Texto de origem:
┌────────
A conclusão de Zaccone é que a violência policial não é um erro de procedimento de alguns policiais despreparados, é uma política de Estado[2].

Não se pode dizer que esta seja uma avaliação propriamente isolada, restrita, localizada. O país tem índices de letalidade policial muito expressivos — de acordo com o Anuário Brasileiro da Segurança Pública, entre 2009 e 2016 foram 21.982 brasileiros mortos em ações policiais[3] — e uma cultura relativamente diminuta de responsabilização criminal. Sem contar os estímulos que vez por outra ainda são expedidos pelas autoridades, como por exemplo, a proposta contida no Projeto da Lei "Anticrime", do então ministro da Justiça, Sergio Moro, em defesa da ampliação da "excludente de ilicitude" — sobretudo dirigida aos homicídios resultantes de intervenção policial —, ou o indulto despedida de Jair Bolsonaro, explicitamente em benefício dos policiais envolvidos no "massacre do Carandiru".

A questão que pretendemos abordar neste artigo, porém, não se dirige à apuração criminal dos atos de violência estatal, cobertos, se não pela complacência explícita, muitas vezes pela investigação displicente, convergindo com a presunção quase absoluta de inocência, que nessa seara responde pelo nome de "autos de resistência". A discussão que aqui se pretende, todavia, é o impacto desta violência na responsabilidade civil do Estado.

Pela teoria do risco administrativo, adotada no Brasil para a responsabilidade civil do Estado (artigo 37, §6º, da CR), por deter a maior parte das atividades em suas mãos, com a assunção dos riscos inerentes, deve o Estado responder objetivamente (ou seja, independentemente de culpa), pelos danos que seus agentes públicos, nessa qualidade, causarem a terceiros.

Para que haja a responsabilização objetiva do Estado, pois, necessária a existência de conduta, dano e nexo de causalidade entre os dois. Na eventualidade de uma ação policial (conduta) da qual resulte morte (dano) causada por projéteis provenientes do revólver empunhado pelo servidor público policial (nexo causal), por exemplo, a obrigação de indenizar os familiares da vítima encontra-se configurada, desde que não haja excludente da ilicitude do ato, a romper o liame causal — e a delinear a higidez da ação estatal.

Cabe, porém, ao Estado, o ônus de comprovar que sua ação foi legítima, uma vez existente excludente de responsabilidade, pela culpa exclusiva da vítima, fato de terceiro ou caso fortuito ou de força maior.
└────────
Material:
┌────────
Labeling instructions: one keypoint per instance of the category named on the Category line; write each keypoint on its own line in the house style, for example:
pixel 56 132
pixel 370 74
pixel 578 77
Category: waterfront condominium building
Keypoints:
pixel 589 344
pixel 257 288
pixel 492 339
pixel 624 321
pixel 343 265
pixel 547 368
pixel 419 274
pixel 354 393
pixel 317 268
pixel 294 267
└────────
De acordo com o Anuário Brasileiro da Segurança Pública, citado no texto sobre violência policial, quantos brasileiros foram mortos em ações policiais entre 2009 e 2016?

21.982 brasileiros.